:: REQUIRED WORK ::
Quote all of the entries word for word.

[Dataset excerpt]
-------------------------

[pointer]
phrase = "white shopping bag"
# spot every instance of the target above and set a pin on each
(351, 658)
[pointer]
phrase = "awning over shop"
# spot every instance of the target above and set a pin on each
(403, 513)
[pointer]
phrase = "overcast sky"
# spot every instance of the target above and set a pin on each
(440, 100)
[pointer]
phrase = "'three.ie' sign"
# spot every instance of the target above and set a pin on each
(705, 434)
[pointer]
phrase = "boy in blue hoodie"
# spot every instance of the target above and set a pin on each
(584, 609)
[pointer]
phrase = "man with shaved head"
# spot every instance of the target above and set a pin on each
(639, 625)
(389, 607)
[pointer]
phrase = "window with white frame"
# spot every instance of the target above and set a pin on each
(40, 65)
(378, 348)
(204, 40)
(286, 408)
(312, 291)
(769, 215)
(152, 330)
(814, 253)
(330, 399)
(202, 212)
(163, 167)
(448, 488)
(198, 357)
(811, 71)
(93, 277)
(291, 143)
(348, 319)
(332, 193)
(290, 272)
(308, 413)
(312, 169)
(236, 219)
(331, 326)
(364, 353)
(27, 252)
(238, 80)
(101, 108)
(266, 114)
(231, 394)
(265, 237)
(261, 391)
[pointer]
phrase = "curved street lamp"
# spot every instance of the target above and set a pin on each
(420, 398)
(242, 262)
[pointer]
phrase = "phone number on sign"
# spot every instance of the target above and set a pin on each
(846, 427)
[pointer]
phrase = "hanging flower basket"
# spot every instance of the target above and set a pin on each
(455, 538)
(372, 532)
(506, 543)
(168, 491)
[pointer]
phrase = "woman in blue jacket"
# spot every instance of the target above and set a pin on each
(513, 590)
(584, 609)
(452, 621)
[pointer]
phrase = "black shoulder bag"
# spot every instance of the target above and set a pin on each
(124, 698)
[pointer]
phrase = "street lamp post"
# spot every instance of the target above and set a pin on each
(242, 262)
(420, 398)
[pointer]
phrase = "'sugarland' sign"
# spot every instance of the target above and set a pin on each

-------------------------

:: RESULT BELOW ::
[pointer]
phrase = "white shopping bag"
# spot every instance of the target above and set a pin on each
(351, 658)
[pointer]
phrase = "awning over shop"
# spot every instance of the target above and set a pin on each
(403, 513)
[pointer]
phrase = "overcast sky"
# spot every instance of the target above and set a pin on each
(440, 100)
[pointer]
phrase = "'three.ie' sign"
# spot every instance of the target above and set a pin on each
(705, 434)
[pointer]
phrase = "boy in blue hoodie"
# spot every instance of the target above and set a pin on each
(584, 609)
[pointer]
phrase = "man with shaved head"
# spot every instance of the target above and set a pin on each
(639, 625)
(389, 607)
[pointer]
phrase = "window with white frame"
# spot every instance of the target above and set a pin on each
(40, 65)
(378, 348)
(204, 40)
(286, 408)
(312, 291)
(769, 215)
(152, 330)
(814, 253)
(330, 399)
(202, 212)
(163, 167)
(448, 488)
(198, 357)
(811, 71)
(93, 277)
(291, 143)
(348, 319)
(332, 193)
(290, 272)
(308, 413)
(312, 169)
(236, 219)
(331, 326)
(364, 353)
(27, 252)
(238, 80)
(101, 108)
(266, 114)
(231, 394)
(265, 237)
(261, 391)
[pointer]
phrase = "curved street lamp"
# spot every instance of the target above and set a pin on each
(420, 398)
(242, 262)
[pointer]
phrase = "phone number on sign"
# spot every instance of the target above and set a pin on each
(846, 427)
[pointer]
phrase = "hanging flower basket"
# spot every instance of the target above and set a pin on each
(455, 538)
(372, 532)
(506, 543)
(168, 491)
[pointer]
phrase = "woman in blue jacket"
# spot every instance of the target above and set a pin on each
(513, 590)
(584, 609)
(452, 621)
[pointer]
phrase = "black shoulder bag"
# spot every instance of the target above and set a pin on each
(124, 698)
[pointer]
phrase = "street lamp post"
# spot every instance of the target above and set a pin on each
(242, 262)
(420, 398)
[pointer]
phrase = "'sugarland' sign"
# spot every instance of the target above and set a pin on each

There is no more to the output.